"""

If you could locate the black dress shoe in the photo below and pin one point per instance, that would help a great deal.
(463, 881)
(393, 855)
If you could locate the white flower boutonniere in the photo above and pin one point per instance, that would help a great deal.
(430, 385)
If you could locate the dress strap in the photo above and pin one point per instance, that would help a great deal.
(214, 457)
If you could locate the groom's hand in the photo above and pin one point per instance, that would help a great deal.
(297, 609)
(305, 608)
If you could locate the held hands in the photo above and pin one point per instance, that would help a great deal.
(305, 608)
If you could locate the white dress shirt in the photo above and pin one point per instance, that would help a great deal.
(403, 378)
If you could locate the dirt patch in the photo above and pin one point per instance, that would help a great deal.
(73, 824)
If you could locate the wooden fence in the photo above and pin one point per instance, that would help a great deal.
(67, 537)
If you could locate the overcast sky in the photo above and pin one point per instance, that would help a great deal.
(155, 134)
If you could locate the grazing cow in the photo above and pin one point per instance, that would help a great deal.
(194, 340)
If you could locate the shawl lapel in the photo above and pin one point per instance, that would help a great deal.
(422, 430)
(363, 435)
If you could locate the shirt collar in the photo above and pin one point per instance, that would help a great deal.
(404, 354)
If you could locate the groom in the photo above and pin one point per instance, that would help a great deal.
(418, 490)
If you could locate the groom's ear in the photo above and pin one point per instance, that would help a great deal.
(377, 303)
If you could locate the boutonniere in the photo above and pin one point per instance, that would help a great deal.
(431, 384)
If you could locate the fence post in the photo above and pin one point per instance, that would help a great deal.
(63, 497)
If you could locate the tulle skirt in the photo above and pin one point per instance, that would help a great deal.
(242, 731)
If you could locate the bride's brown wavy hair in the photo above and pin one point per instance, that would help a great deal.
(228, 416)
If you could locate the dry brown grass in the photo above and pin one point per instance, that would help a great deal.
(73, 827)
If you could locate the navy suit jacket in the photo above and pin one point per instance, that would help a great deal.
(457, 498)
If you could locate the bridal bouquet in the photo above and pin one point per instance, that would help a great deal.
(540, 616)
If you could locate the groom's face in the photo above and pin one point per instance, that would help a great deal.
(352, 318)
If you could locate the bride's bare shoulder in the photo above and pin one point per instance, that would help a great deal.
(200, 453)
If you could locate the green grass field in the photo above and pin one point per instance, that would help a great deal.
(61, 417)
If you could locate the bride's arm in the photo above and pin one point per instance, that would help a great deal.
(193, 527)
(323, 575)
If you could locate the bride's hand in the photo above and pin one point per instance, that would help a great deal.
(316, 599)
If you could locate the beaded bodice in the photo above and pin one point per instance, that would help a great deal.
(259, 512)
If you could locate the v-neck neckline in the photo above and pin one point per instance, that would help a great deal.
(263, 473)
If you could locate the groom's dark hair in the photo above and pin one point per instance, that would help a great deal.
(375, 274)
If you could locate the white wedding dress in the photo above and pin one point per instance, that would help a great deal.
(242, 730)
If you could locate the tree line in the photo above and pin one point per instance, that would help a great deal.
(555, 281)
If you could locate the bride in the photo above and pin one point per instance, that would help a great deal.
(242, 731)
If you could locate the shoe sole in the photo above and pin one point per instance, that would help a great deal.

"""

[Action item] The entries above must be written out again exactly as they are.

[Answer space]
If you could locate the black dress shoe in the photo below and pin one point per instance, that would help a great deal.
(463, 881)
(393, 855)
If you could locate the white flower boutonniere in the photo above and pin one point per instance, that would help a great deal.
(430, 385)
If you could locate the dress strap in the photo above and pin one point per instance, that would help a great deal.
(214, 457)
If you could locate the groom's hand in the photo above and pin one point per instance, that would help a great deal.
(297, 609)
(305, 608)
If you could locate the held hands in the photo above and pin one point per instance, that would help a great deal.
(305, 608)
If you could locate the white dress shirt in the photo above and pin one point per instance, that would help a great deal.
(403, 378)
If you could locate the dirt patch in the photo above and pin one point per instance, that would help a great deal.
(73, 824)
If you could locate the wooden fence in the photo above and pin one point per instance, that would help a great deal.
(67, 537)
If you could locate the overcast sky in the photo above and pin one point per instance, that would help a great deal.
(155, 134)
If you could locate the grazing cow in the photo above and pin one point per instance, that would help a great deal.
(194, 340)
If you could locate the shawl lapel in the photo above and pin one point per instance, that would help a great deal.
(422, 430)
(363, 435)
If you could locate the shirt collar in the photo above and pin one point per instance, that would help a great deal.
(404, 354)
If you could locate the groom in the photo above and pin one point per instance, that would help a great deal.
(418, 490)
If you could locate the groom's ear in the photo above and pin one point per instance, that would help a great deal.
(377, 303)
If you could locate the boutonniere in the photo above and pin one point per instance, that would help a great deal.
(431, 384)
If you could locate the fence post in the photo above and pin one point per instance, that would help a great deal.
(63, 497)
If you could locate the tulle skirt in the photo above and pin one point per instance, that would help a great deal.
(242, 731)
If you could locate the bride's brown wavy hair in the photo above and pin one point per instance, that would help a great deal.
(228, 416)
If you could locate the dry brown grass in the photo above and pin one point per instance, that would help a great deal.
(73, 827)
If you could locate the navy suit jacket in the photo above and pin one point per instance, that would help a great deal.
(457, 498)
If you could locate the bridal bouquet in the photo above and pin one point per instance, that would help a great deal.
(540, 616)
If you could locate the groom's face in the photo above and pin one point per instance, that would help a great deal.
(352, 318)
If you could locate the bride's bare shoulder in the photo above and pin one point per instance, that would help a great deal.
(200, 453)
If you could locate the green grass field in the photo above and pin one point per instance, that would help a great deal.
(61, 417)
If you could locate the bride's arm in the photo above and pin one point per instance, that would help a great deal.
(193, 527)
(323, 575)
If you could locate the bride's hand in the photo above and pin one point per instance, that would help a great deal.
(316, 599)
If you could locate the beaded bodice in the photo above and pin one point per instance, that would help a great deal.
(259, 512)
If you could locate the v-neck neckline in the photo above and pin one point per instance, that would help a great deal.
(263, 473)
If you could locate the groom's dark hair in the photo above and pin one point per instance, that would help a great deal.
(375, 274)
If you could locate the white wedding dress in the photo above and pin one point per instance, that would help a great deal.
(242, 730)
If you could locate the tree line in the photo above and pin one point per instance, that would help a great deal.
(555, 281)
If you could locate the bride in the photo above and pin one point per instance, that would help a great deal.
(242, 731)
If you could locate the shoe sole in the photo above and pin one point per instance, that would help a great deal.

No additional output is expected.